## SUPPLIED ENTRIES
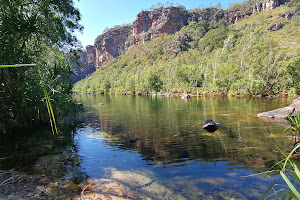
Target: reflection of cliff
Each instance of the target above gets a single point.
(167, 131)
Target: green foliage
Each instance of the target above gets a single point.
(36, 32)
(244, 58)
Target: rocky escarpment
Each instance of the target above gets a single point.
(86, 65)
(150, 24)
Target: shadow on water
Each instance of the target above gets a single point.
(163, 138)
(155, 146)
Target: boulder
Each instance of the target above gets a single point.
(186, 96)
(211, 126)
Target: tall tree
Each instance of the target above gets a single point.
(33, 31)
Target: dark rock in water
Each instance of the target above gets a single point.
(186, 96)
(211, 126)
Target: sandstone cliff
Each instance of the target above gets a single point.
(150, 24)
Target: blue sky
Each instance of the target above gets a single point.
(99, 14)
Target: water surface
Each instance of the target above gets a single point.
(158, 142)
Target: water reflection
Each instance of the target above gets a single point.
(167, 132)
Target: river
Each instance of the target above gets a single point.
(156, 147)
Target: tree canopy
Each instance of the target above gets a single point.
(38, 32)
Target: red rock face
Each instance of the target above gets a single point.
(111, 44)
(91, 54)
(150, 24)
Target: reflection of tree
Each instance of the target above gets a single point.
(168, 130)
(43, 153)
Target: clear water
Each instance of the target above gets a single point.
(156, 146)
(161, 138)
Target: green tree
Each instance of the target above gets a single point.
(38, 32)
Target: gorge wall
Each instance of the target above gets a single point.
(150, 24)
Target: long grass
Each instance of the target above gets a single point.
(46, 95)
(290, 171)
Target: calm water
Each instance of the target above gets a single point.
(156, 146)
(161, 138)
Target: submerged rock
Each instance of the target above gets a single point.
(211, 126)
(186, 96)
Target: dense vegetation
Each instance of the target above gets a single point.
(246, 58)
(37, 32)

## WORK INSTRUCTION
Scan the material above for the string "reflection", returning each line that contains it.

## EXPECTED ANSWER
Target: reflection of cliff
Target: water reflection
Target: reflection of tree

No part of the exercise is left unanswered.